[Coordinate annotation records]
+--
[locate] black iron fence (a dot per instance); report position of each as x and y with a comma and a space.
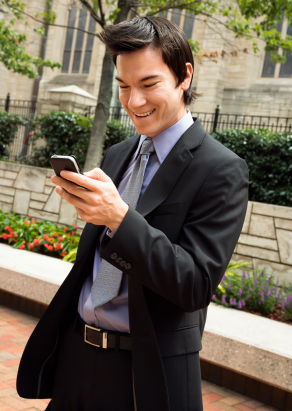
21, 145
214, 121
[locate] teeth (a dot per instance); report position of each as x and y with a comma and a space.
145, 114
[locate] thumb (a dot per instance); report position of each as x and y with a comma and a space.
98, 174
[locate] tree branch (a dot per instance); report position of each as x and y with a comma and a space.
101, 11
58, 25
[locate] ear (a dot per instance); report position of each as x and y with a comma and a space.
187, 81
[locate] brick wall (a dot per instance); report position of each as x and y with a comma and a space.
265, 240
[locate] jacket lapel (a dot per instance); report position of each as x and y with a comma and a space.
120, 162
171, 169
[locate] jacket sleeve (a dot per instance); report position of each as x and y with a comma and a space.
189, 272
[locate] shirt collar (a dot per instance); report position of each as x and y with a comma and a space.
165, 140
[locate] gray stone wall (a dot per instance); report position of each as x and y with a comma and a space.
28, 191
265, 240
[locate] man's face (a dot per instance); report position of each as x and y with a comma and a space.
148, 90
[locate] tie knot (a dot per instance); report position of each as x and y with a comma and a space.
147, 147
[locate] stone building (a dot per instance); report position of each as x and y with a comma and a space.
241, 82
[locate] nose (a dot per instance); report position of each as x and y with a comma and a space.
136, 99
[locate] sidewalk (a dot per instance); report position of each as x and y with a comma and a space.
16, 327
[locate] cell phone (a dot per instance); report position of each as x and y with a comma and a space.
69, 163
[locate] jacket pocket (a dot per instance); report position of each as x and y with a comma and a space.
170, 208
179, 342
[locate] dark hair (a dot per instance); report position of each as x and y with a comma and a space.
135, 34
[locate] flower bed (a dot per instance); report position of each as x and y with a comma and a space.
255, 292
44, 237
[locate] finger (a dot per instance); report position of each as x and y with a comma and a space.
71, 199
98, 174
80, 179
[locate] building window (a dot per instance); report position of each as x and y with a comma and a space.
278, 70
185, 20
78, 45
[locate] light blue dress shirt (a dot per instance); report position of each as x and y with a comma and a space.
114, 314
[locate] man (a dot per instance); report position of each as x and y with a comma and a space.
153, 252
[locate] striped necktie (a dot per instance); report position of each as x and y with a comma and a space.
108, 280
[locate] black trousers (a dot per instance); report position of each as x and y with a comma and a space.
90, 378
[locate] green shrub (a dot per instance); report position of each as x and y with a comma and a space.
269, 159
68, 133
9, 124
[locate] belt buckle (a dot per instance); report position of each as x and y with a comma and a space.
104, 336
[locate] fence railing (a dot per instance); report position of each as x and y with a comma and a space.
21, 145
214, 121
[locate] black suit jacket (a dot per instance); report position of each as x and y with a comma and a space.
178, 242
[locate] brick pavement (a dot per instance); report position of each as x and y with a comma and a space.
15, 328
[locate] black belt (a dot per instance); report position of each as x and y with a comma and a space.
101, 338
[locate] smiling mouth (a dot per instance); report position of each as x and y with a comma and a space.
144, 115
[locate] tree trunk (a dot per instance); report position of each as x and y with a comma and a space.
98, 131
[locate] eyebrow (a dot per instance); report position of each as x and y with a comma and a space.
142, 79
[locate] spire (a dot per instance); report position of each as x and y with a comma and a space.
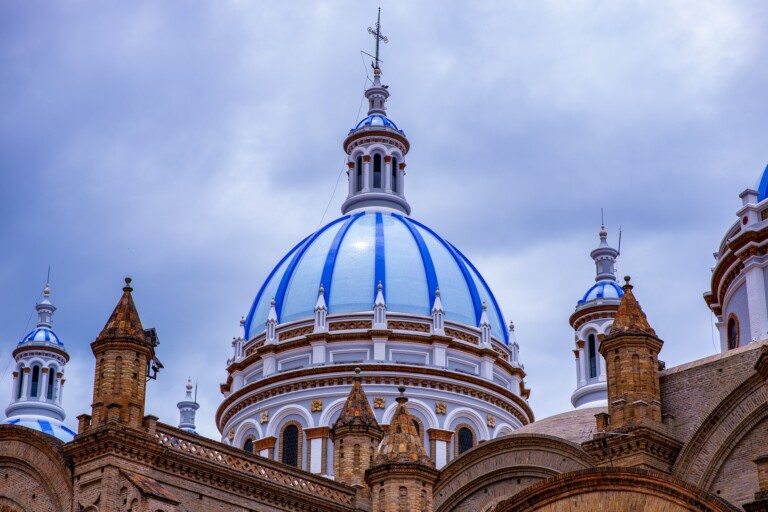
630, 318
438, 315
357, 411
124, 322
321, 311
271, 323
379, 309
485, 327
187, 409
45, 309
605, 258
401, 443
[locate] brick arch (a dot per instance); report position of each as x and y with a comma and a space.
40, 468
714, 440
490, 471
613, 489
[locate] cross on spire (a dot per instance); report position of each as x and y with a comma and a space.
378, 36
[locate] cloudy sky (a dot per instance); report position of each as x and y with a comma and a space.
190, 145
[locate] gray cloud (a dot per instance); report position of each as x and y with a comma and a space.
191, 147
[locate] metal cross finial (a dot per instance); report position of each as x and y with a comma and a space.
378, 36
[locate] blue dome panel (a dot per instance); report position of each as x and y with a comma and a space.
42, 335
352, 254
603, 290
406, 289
+--
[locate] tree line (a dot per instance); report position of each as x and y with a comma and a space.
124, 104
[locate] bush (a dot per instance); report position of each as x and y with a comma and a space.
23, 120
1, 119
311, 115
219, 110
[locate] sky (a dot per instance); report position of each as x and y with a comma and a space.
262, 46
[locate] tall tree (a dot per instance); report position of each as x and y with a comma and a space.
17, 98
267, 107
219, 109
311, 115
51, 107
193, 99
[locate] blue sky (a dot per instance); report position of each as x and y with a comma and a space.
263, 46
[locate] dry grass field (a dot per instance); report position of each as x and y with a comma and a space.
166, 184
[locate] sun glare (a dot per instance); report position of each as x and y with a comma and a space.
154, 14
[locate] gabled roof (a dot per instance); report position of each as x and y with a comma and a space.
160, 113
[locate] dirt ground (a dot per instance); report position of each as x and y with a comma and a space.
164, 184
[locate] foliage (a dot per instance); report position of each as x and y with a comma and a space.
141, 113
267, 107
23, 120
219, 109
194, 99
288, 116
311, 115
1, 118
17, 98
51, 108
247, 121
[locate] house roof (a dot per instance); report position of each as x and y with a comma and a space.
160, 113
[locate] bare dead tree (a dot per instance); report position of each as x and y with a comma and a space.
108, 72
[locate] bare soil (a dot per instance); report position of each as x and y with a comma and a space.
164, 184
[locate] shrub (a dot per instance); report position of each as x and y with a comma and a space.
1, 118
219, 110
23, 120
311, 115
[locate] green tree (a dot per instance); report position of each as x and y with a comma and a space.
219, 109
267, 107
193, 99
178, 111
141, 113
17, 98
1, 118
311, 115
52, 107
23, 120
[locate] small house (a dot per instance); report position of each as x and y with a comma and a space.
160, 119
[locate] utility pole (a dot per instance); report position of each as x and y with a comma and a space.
+--
» **Your objective**:
Arrange the lines from the line with "[locate] bare dead" to the line with "[locate] utility pole", both included, as a Markdown table with the columns No. and Line, leaving out any blank lines.

» **Task output**:
| No. | Line |
|---|---|
| 1 | [locate] bare dead tree (a dot per instance); report position of each as x and y with a comma and a space. |
| 2 | 108, 72 |
| 3 | [locate] bare soil (a dot per instance); report position of each as x and y with a comma and a space. |
| 4 | 164, 184 |
| 5 | [locate] shrub (a dot per instance); report position of each as x and y with a comma and a space. |
| 6 | 1, 118 |
| 7 | 219, 110 |
| 8 | 23, 120 |
| 9 | 311, 115 |
| 10 | [locate] green tree (a dot per instance); report position of each as x and y with a comma and a space. |
| 11 | 219, 109 |
| 12 | 267, 107 |
| 13 | 193, 99 |
| 14 | 178, 111 |
| 15 | 141, 113 |
| 16 | 17, 98 |
| 17 | 1, 118 |
| 18 | 311, 115 |
| 19 | 52, 107 |
| 20 | 23, 120 |
| 21 | [locate] small house (a dot per instance); report position of each as x and y with a comma and a space. |
| 22 | 160, 119 |
| 23 | [locate] utility pole (a dot per instance); report position of each as x and y with a comma and a space. |